## Direction
Repeat each entry in full, exactly.

--- START Given data ---

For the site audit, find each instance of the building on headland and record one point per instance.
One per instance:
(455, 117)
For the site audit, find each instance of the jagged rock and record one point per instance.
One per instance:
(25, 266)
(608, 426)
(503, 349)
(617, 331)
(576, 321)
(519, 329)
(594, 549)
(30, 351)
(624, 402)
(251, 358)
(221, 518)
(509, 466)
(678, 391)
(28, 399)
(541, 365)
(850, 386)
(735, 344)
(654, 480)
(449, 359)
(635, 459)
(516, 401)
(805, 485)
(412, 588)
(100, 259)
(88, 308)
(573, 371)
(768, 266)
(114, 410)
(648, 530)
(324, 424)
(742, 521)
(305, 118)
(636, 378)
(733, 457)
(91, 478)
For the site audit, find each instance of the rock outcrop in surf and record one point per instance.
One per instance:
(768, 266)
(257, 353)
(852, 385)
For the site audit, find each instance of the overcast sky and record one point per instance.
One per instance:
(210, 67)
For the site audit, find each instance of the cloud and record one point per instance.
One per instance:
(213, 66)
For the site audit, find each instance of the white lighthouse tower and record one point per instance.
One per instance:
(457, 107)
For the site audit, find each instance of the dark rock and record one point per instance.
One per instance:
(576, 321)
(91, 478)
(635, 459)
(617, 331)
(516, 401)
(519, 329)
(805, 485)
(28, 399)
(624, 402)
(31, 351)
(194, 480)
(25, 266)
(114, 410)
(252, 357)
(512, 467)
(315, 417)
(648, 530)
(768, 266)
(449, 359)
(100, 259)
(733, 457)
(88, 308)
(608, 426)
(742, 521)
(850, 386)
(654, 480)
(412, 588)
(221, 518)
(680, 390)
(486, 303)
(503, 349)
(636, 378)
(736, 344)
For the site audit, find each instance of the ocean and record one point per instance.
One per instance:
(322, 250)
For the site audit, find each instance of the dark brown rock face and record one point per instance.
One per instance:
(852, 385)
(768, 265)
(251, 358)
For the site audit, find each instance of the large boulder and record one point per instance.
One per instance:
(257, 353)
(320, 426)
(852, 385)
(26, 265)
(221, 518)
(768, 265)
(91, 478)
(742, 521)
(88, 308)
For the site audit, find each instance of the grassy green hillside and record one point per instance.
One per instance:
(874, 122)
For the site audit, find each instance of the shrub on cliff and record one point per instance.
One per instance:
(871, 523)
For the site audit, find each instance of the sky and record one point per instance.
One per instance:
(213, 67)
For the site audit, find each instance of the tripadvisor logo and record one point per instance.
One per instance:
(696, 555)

--- END Given data ---

## Response to this exercise
For the site audit, find each instance of the building on headland and record one point per instance.
One per instance:
(455, 117)
For the site audit, find each instance of the jagged rock and record one point per instance.
One per instance:
(25, 266)
(608, 426)
(503, 349)
(617, 331)
(576, 321)
(519, 329)
(594, 549)
(30, 351)
(624, 402)
(251, 358)
(221, 518)
(509, 466)
(678, 391)
(28, 399)
(541, 365)
(850, 386)
(735, 344)
(654, 480)
(449, 359)
(635, 459)
(516, 401)
(805, 485)
(412, 588)
(100, 259)
(88, 308)
(573, 371)
(768, 266)
(114, 410)
(648, 530)
(324, 424)
(742, 521)
(305, 118)
(636, 378)
(733, 457)
(91, 478)
For the site audit, find each instance of the rock outcrop in surf and record one point per instance.
One per instance:
(768, 266)
(257, 353)
(852, 385)
For the site audit, find each instance of the overcast sky and record one point per instance.
One per instance:
(210, 67)
For the site audit, find each instance of the cloud and record one point per instance.
One per instance:
(213, 66)
For the site audit, find each instance of the white lighthouse tower and record one point per instance.
One per instance:
(457, 107)
For the site audit, find each instance of the dark rock and record one point per instance.
One per instance:
(576, 321)
(91, 478)
(635, 459)
(617, 331)
(516, 401)
(519, 329)
(805, 485)
(28, 399)
(624, 402)
(31, 351)
(194, 480)
(25, 266)
(114, 410)
(252, 357)
(512, 467)
(315, 417)
(648, 530)
(768, 266)
(449, 359)
(100, 259)
(733, 457)
(88, 308)
(608, 426)
(742, 521)
(850, 386)
(654, 480)
(412, 588)
(221, 518)
(680, 390)
(486, 303)
(503, 349)
(636, 378)
(736, 344)
For the site audit, find each instance of the ocean and record one point per instance.
One per instance:
(322, 250)
For the site audit, find each instance of the dark brown rock face and record one point per instance.
One per instance:
(852, 385)
(768, 265)
(251, 358)
For the site audit, find each instance of the large boulder and record one point per instance.
One per instance:
(257, 353)
(320, 426)
(852, 385)
(26, 265)
(221, 518)
(768, 265)
(91, 478)
(742, 521)
(88, 308)
For the site audit, find each instance of the grassy green hillside and record one point per instance.
One per instance:
(874, 122)
For the site audit, find each instance of the shrub on cliff and record one point per instance.
One per instance:
(871, 523)
For the site audit, find each instance of the sky and record one point per instance.
One per instance:
(213, 67)
For the site audit, find each instance of the tripadvisor logo and record one point per instance.
One per instance:
(696, 555)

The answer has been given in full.